Wildebeest adopted her soon after moving out and the two of them were best of friends. She got him through some very difficult times and over the years I was thankful for the unconditional love she gave my son. (Plus, she was a soft and beautiful cat with a quirky personality!)
Yesterday was a day of tears. One of those cry-until-your-face-hurts day of tears. But it was also a day filled with real emotions and conversation, and a little bit of laughter. Wildebeest and I were together for six hours, and while it was excruciating to witness his pain and loss, I was (and am) grateful I could be there. I’ve been off-and-on looking for a job, frequently beating myself up for being out of the employment game for so long, but yesterday reminded me of the benefits to being a non-salaried Mom.
But that’s what I called him.

▶ Entries provided:
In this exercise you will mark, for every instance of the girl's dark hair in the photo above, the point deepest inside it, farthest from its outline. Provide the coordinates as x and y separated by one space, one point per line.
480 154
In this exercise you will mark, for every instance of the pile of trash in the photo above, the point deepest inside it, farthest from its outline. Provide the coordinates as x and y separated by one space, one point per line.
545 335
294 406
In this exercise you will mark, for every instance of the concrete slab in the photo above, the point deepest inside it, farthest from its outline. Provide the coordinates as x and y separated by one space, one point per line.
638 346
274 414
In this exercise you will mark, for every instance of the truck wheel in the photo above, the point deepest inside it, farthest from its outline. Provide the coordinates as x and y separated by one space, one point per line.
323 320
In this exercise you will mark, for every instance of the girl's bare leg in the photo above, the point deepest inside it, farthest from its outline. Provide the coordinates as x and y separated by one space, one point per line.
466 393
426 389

▶ Task requirements:
1. In the excerpt about Wildebeest and the cat, do these statements agree with the text? For each, answer yes or no and quote the deciding words. (a) The writer and Wildebeest were together for six hours. (b) The writer currently holds a salaried job. (c) The cat adopted Wildebeest.
2. Return the part of the excerpt about Wildebeest and the cat that starts with "Yesterday was a" and goes on through "a non-salaried Mom.", copied exactly.

▶ Solutions in order:
1.
(a) Yes: "Wildebeest and I were together for six hours"
(b) No: "I’ve been off-and-on looking for a job"
(c) No: "Wildebeest adopted her soon after moving out"

2.
Yesterday was a day of tears. One of those cry-until-your-face-hurts day of tears. But it was also a day filled with real emotions and conversation, and a little bit of laughter. Wildebeest and I were together for six hours, and while it was excruciating to witness his pain and loss, I was (and am) grateful I could be there. I’ve been off-and-on looking for a job, frequently beating myself up for being out of the employment game for so long, but yesterday reminded me of the benefits to being a non-salaried Mom.